◆ Exercise instructions
Output the entries below exactly as written, omitting pictures.

◆ Entries shown
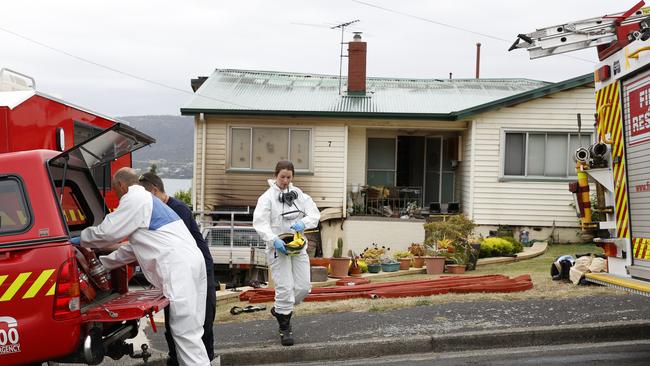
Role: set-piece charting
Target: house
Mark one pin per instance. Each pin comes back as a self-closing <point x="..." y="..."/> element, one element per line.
<point x="498" y="150"/>
<point x="30" y="119"/>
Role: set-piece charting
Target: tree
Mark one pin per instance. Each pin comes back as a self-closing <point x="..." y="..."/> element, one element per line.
<point x="185" y="196"/>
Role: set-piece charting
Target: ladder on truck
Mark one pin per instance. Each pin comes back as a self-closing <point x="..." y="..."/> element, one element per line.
<point x="234" y="245"/>
<point x="609" y="33"/>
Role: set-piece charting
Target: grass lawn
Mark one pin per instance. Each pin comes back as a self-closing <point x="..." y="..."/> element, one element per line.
<point x="538" y="268"/>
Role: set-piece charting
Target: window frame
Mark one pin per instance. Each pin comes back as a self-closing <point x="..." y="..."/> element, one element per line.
<point x="106" y="168"/>
<point x="250" y="169"/>
<point x="29" y="214"/>
<point x="527" y="132"/>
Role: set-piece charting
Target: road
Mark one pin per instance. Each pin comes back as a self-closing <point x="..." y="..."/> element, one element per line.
<point x="634" y="353"/>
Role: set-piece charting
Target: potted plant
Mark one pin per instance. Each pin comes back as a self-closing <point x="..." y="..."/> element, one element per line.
<point x="404" y="257"/>
<point x="434" y="261"/>
<point x="355" y="268"/>
<point x="460" y="257"/>
<point x="389" y="264"/>
<point x="417" y="251"/>
<point x="319" y="262"/>
<point x="339" y="265"/>
<point x="372" y="256"/>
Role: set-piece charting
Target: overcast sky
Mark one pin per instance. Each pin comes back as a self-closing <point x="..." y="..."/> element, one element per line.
<point x="170" y="42"/>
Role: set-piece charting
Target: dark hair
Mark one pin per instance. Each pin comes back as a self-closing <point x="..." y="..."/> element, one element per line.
<point x="284" y="164"/>
<point x="151" y="179"/>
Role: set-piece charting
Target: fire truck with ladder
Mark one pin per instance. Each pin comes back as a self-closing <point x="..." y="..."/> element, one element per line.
<point x="618" y="161"/>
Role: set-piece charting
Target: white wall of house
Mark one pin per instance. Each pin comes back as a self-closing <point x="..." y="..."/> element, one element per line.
<point x="532" y="203"/>
<point x="357" y="142"/>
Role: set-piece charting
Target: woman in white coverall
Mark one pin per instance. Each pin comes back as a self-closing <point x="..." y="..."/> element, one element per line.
<point x="284" y="208"/>
<point x="167" y="254"/>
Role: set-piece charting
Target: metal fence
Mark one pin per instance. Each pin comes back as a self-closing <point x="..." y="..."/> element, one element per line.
<point x="241" y="236"/>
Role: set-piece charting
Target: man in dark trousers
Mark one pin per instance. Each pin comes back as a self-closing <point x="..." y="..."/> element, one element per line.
<point x="152" y="183"/>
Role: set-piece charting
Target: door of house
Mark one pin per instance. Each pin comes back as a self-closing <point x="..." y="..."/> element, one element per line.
<point x="439" y="177"/>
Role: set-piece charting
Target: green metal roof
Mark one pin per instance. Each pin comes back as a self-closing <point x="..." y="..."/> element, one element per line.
<point x="229" y="91"/>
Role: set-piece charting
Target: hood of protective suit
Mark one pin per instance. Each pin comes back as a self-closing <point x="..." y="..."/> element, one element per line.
<point x="273" y="217"/>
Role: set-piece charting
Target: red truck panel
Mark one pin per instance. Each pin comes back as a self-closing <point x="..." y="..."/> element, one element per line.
<point x="132" y="305"/>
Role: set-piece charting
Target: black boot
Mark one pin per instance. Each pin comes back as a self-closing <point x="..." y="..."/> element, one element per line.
<point x="284" y="321"/>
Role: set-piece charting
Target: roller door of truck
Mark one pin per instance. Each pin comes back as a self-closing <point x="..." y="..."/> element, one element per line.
<point x="636" y="126"/>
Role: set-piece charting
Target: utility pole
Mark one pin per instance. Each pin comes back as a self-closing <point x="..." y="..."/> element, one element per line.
<point x="342" y="26"/>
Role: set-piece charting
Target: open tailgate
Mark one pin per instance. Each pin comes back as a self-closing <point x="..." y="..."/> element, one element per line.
<point x="128" y="306"/>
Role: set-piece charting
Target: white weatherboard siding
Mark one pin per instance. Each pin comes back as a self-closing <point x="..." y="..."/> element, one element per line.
<point x="525" y="203"/>
<point x="356" y="156"/>
<point x="465" y="171"/>
<point x="224" y="187"/>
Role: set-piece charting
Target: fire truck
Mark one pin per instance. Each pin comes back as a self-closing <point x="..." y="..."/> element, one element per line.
<point x="32" y="120"/>
<point x="57" y="301"/>
<point x="617" y="164"/>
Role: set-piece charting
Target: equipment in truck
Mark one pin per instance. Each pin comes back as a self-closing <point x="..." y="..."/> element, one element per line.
<point x="47" y="283"/>
<point x="617" y="161"/>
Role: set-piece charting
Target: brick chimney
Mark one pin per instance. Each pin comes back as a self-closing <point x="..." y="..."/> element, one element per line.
<point x="357" y="65"/>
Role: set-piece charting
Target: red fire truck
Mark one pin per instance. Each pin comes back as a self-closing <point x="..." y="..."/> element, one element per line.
<point x="57" y="301"/>
<point x="32" y="120"/>
<point x="618" y="161"/>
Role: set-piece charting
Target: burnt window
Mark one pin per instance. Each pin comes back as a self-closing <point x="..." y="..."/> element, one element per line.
<point x="101" y="174"/>
<point x="15" y="215"/>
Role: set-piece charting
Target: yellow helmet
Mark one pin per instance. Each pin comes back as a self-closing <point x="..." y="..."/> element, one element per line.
<point x="293" y="243"/>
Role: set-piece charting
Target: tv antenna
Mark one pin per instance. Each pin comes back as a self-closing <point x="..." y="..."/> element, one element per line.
<point x="342" y="26"/>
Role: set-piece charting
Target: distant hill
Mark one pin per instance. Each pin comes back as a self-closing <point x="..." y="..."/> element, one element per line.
<point x="174" y="147"/>
<point x="174" y="137"/>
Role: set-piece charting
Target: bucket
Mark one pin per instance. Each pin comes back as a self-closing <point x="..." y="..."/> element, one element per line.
<point x="609" y="249"/>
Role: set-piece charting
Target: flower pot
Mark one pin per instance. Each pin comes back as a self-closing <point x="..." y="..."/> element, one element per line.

◆ Result of this task
Role: set-piece charting
Target: house
Mark one pin per instance. Each pin comes back as a self-closing <point x="..." y="..."/> element, one element per line.
<point x="498" y="150"/>
<point x="30" y="119"/>
Role: set-piece charting
Target: tree
Mark one pin per instance. Each pin comes back as a self-closing <point x="..." y="..."/> element, one element per line.
<point x="185" y="196"/>
Role: set-piece charting
Target: ladder on truck
Mark one pin per instance. Each pin comes back as a self-closing <point x="..." y="..."/> element, one element per line.
<point x="234" y="245"/>
<point x="609" y="33"/>
Role: set-piece charting
Target: grass lawn
Mark one pin per instance. Each pin comes back as a self-closing <point x="..." y="..."/> element, one element per line.
<point x="538" y="268"/>
Role: set-piece charting
Target: window frame
Mark one pin per instance. Each pin comes back as a self-closing <point x="..." y="..."/> element, one element per line.
<point x="106" y="168"/>
<point x="250" y="169"/>
<point x="29" y="214"/>
<point x="527" y="132"/>
Role: set-piece charting
Target: road
Mark one pin per instance. Each pin comes back as a self-closing <point x="..." y="..."/> element, one element per line.
<point x="634" y="353"/>
Role: set-piece charting
Target: potted plant
Mark one pin per instance. Each pin comes back as a self-closing <point x="..." y="..."/> element, one element per line.
<point x="404" y="257"/>
<point x="434" y="261"/>
<point x="355" y="268"/>
<point x="460" y="257"/>
<point x="389" y="264"/>
<point x="417" y="251"/>
<point x="319" y="262"/>
<point x="339" y="265"/>
<point x="372" y="256"/>
Role: set-piece charting
Target: overcast sky
Mark one pin per instance. Each pin comes back as a self-closing <point x="..." y="..."/> element, one element per line.
<point x="170" y="42"/>
Role: set-piece charting
Target: dark hair
Mark one pin per instance. Each pin comes back as a self-closing <point x="..." y="..."/> element, one element per line.
<point x="284" y="164"/>
<point x="151" y="179"/>
Role: set-piece charting
Target: fire truck with ladder
Mark one pin per instance. Each pin comes back as a self-closing <point x="..." y="..."/> element, one element per line.
<point x="618" y="161"/>
Role: set-piece charting
Target: white wall of house
Mark one pin per instance. Each pin comes back as a self-closing <point x="..." y="..."/> element, one element per line.
<point x="532" y="203"/>
<point x="357" y="142"/>
Role: set-piece charting
Target: woman in white coverall
Mark one pin per instance. Each pin comes back as a self-closing <point x="..." y="..."/> element, one element per line.
<point x="284" y="208"/>
<point x="167" y="254"/>
Role: set-piece charting
Target: metal fence
Mark one pin per instance. Each pin comes back as a self-closing <point x="..." y="..."/> element, one element per line.
<point x="241" y="236"/>
Role: set-piece charting
Target: man in dark trousers
Mark one pin per instance. Each pin comes back as a self-closing <point x="..." y="..."/> element, one element per line.
<point x="152" y="183"/>
Role: set-piece charting
Target: door of house
Mark one pin per instance. Each pin comes back as a self-closing <point x="..." y="..."/> element, one element per line.
<point x="439" y="177"/>
Role: set-piece charting
Target: green metal roof
Mark one pin per instance. Each pin comes back as a self-closing <point x="..." y="..."/> element, one element per line.
<point x="229" y="91"/>
Role: set-piece charting
Target: hood of protective suit
Mark one pin per instance. Each pin comes back as a self-closing <point x="..." y="..."/> element, one element per line.
<point x="273" y="217"/>
Role: set-piece charting
Target: red truck panel
Mark one pin per instance. Each pin comes back as a self-closing <point x="..." y="..."/> element, one element per line.
<point x="132" y="305"/>
Role: set-piece charting
Target: black boot
Mark one pin per instance. Each pin comes back as a self-closing <point x="..." y="..."/> element, one element per line.
<point x="284" y="321"/>
Role: set-piece charting
Target: roller door of truck
Mark one pin per instance. Each pin comes back as a self-closing <point x="..." y="..."/> element, one element per line.
<point x="636" y="126"/>
Role: set-piece charting
Target: utility pole
Mark one pin per instance. Each pin comes back as a self-closing <point x="..." y="..."/> element, one element per line.
<point x="342" y="26"/>
Role: set-piece charting
Target: open tailgate
Mark one pin per instance. Each pin comes back as a self-closing <point x="..." y="..."/> element, one element per line.
<point x="128" y="306"/>
Role: set-piece charting
Target: white weatherboard siding
Mark one pin per instance. Each pin comes back as a self-closing <point x="..." y="..."/> element, one element per line.
<point x="525" y="203"/>
<point x="356" y="156"/>
<point x="465" y="171"/>
<point x="224" y="187"/>
Role: set-piece charting
Target: fire truck
Mark one pin per instance. Each pin comes back as a self-closing <point x="..." y="..."/> element, one element per line.
<point x="32" y="120"/>
<point x="57" y="301"/>
<point x="617" y="164"/>
Role: set-piece charting
Target: equipment in truck
Mark one pin per instance. Each pin comes back as a self-closing <point x="..." y="..."/> element, one element per line.
<point x="47" y="283"/>
<point x="617" y="161"/>
Role: set-piece charting
Target: brick chimney
Mark one pin per instance. Each pin comes back as a self-closing <point x="..." y="..."/> element, one element per line.
<point x="357" y="65"/>
Role: set-piece charting
Target: red fire truck
Mark one pin per instance. Each pin comes back as a self-closing <point x="..." y="..."/> element, one element per line.
<point x="57" y="301"/>
<point x="32" y="120"/>
<point x="618" y="161"/>
Role: set-piece charting
Target: burnt window
Mark one pin per instance. Each pin comes back as a self-closing <point x="..." y="..."/> element, one element per line.
<point x="101" y="174"/>
<point x="15" y="215"/>
Role: set-piece charting
Target: yellow helmet
Mark one pin per instance. Each pin comes back as a self-closing <point x="..." y="..."/> element, one element per line.
<point x="293" y="243"/>
Role: set-piece charting
Target: tv antenna
Mark one pin per instance. Each pin comes back as a self-closing <point x="..." y="..."/> element, one element per line.
<point x="342" y="26"/>
Role: set-piece charting
Target: distant hill
Mark one pin per instance. Each pin comes back as a self-closing <point x="..." y="..."/> element, one element per line.
<point x="174" y="147"/>
<point x="174" y="137"/>
Role: set-piece charting
Target: bucket
Mark one pin per instance. Each pin comes back as a self-closing <point x="..." y="..."/> element, one element per line.
<point x="609" y="249"/>
Role: set-piece charting
Target: flower pot
Mark one pin per instance. Each pin comes back as a self-closing <point x="..." y="..."/> element, one element per line.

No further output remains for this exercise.